Task description = Transcribe the entries that follow, word for word.
- - -
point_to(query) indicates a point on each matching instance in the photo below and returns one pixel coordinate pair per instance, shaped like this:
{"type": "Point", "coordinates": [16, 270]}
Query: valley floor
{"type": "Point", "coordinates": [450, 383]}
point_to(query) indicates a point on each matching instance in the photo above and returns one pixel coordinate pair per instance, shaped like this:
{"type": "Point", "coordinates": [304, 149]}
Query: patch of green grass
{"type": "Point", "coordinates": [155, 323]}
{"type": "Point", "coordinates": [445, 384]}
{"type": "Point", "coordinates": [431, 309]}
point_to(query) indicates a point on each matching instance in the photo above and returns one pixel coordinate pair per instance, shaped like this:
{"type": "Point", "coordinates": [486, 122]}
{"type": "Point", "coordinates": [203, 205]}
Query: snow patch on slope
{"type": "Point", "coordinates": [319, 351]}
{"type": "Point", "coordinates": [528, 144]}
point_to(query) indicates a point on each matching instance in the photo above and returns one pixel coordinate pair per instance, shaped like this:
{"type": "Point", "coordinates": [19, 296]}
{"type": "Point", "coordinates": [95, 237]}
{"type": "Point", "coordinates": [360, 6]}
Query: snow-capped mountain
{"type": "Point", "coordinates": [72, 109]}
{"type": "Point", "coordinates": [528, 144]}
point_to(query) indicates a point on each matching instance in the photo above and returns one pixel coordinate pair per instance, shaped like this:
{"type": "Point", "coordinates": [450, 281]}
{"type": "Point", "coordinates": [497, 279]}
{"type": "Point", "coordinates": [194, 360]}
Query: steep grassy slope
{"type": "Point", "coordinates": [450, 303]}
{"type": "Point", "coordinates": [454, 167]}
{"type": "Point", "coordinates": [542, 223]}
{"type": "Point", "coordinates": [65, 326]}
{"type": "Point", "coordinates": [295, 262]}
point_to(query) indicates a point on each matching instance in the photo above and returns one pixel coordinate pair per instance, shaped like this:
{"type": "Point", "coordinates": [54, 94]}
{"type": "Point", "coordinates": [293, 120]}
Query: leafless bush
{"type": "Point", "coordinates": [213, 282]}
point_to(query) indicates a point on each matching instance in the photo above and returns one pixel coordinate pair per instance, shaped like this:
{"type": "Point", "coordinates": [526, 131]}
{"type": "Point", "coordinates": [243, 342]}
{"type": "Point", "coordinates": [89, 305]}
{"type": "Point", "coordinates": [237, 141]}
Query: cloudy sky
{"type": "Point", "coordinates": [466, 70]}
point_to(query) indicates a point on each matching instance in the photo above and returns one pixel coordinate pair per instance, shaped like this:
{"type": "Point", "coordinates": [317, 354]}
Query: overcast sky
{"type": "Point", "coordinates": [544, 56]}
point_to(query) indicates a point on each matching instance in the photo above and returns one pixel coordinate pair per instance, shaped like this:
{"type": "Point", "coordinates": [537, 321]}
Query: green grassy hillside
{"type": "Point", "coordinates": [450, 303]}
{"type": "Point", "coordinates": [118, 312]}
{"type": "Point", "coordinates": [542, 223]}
- - -
Answer to this problem =
point_to(query) indicates a point on each matching instance in the photo below and returns one pixel coordinate pair per instance, shaped like this:
{"type": "Point", "coordinates": [16, 270]}
Query: valley floor
{"type": "Point", "coordinates": [450, 383]}
point_to(query) indicates a point on each matching instance in the photo above and returns one pixel coordinate pair per instance, shaped like this:
{"type": "Point", "coordinates": [304, 149]}
Query: patch of green grass
{"type": "Point", "coordinates": [155, 323]}
{"type": "Point", "coordinates": [445, 384]}
{"type": "Point", "coordinates": [431, 309]}
point_to(query) indicates a point on each matching instance in the photo above and returns one pixel coordinate pair per instance, shaped like this:
{"type": "Point", "coordinates": [486, 122]}
{"type": "Point", "coordinates": [203, 205]}
Query: snow patch on slope
{"type": "Point", "coordinates": [319, 351]}
{"type": "Point", "coordinates": [528, 144]}
point_to(query) indicates a point on each matching instance in the photo above and returns one pixel coordinate pair per instance, shaped like this:
{"type": "Point", "coordinates": [19, 296]}
{"type": "Point", "coordinates": [95, 237]}
{"type": "Point", "coordinates": [360, 6]}
Query: snow-capped mountain
{"type": "Point", "coordinates": [72, 109]}
{"type": "Point", "coordinates": [528, 144]}
point_to(query) indicates a point on each matching instance in the photo above and returns one pixel coordinate pair per instance, shaped like this:
{"type": "Point", "coordinates": [450, 281]}
{"type": "Point", "coordinates": [497, 279]}
{"type": "Point", "coordinates": [194, 360]}
Query: steep grassy slope
{"type": "Point", "coordinates": [450, 303]}
{"type": "Point", "coordinates": [454, 167]}
{"type": "Point", "coordinates": [542, 223]}
{"type": "Point", "coordinates": [65, 326]}
{"type": "Point", "coordinates": [295, 262]}
point_to(query) indicates a point on each matching instance in the photo above and returns one pixel coordinate pair per instance, shaped like this:
{"type": "Point", "coordinates": [54, 94]}
{"type": "Point", "coordinates": [293, 120]}
Query: leafless bush
{"type": "Point", "coordinates": [213, 282]}
point_to(query) indicates a point on each matching instance in the photo above and returns one pixel coordinate pair per instance, shaped like this:
{"type": "Point", "coordinates": [526, 131]}
{"type": "Point", "coordinates": [243, 342]}
{"type": "Point", "coordinates": [89, 305]}
{"type": "Point", "coordinates": [237, 141]}
Query: cloudy sky
{"type": "Point", "coordinates": [466, 70]}
point_to(query) indicates a point on each matching instance in the photo above and returns one pixel coordinate pair per instance, shaped like this:
{"type": "Point", "coordinates": [317, 354]}
Query: overcast sky
{"type": "Point", "coordinates": [544, 56]}
point_to(query) indicates a point on each matching instance in the photo above and returns one pixel coordinate pair per instance, shaped like this:
{"type": "Point", "coordinates": [537, 321]}
Query: green grassy hillside
{"type": "Point", "coordinates": [450, 303]}
{"type": "Point", "coordinates": [118, 312]}
{"type": "Point", "coordinates": [542, 223]}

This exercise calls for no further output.